-- start of EXTRACTED DATA --

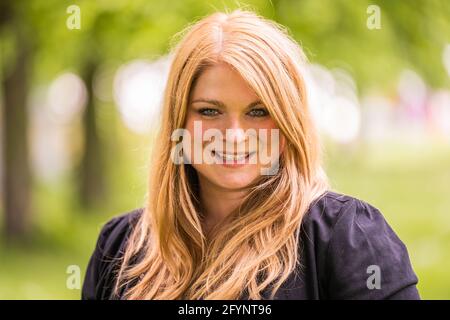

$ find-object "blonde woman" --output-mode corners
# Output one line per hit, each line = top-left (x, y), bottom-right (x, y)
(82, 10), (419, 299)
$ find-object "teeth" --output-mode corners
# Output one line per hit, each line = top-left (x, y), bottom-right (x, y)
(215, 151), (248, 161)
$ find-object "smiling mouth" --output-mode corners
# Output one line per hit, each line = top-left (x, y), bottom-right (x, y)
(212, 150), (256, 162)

-- end of EXTRACTED DATA --
-- start of EXTRACTED DATA --

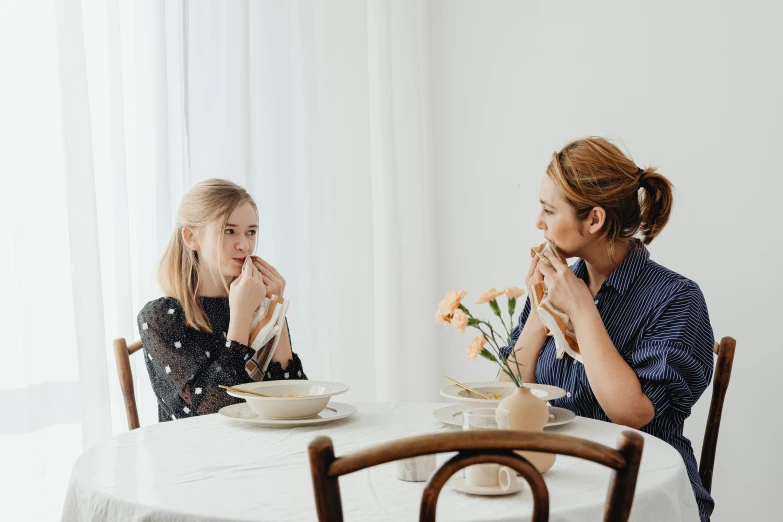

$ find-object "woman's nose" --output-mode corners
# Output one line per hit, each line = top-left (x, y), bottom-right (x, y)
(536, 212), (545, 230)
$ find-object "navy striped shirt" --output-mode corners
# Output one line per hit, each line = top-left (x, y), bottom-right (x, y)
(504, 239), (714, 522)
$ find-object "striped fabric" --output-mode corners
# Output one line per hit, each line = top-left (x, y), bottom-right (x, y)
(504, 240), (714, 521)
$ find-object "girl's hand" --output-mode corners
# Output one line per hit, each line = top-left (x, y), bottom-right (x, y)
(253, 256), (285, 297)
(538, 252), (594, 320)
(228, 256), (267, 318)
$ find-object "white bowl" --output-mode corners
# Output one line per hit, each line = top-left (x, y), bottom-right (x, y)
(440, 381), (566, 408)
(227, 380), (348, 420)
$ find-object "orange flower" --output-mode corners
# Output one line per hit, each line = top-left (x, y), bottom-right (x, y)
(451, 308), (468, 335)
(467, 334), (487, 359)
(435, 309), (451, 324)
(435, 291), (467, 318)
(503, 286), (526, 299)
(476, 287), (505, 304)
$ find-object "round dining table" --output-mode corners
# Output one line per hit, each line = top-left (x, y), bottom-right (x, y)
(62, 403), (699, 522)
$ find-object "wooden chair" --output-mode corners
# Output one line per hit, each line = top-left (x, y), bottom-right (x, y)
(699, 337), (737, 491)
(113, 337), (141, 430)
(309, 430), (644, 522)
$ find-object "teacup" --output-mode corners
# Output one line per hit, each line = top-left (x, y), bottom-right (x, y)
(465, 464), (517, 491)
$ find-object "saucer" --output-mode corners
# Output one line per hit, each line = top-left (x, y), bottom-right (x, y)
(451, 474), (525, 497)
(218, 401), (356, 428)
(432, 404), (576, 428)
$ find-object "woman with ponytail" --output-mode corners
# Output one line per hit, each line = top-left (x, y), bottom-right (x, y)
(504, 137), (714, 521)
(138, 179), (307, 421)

-- end of EXTRACTED DATA --

PROBLEM DETAILS:
Gather every line in the recorded data above that contains the word "striped", and copy each of those lines out in full.

TASK RESULT:
$ find-object "navy striped shirt" --output-mode corners
$ find-object "striped fabric" --output-mode corners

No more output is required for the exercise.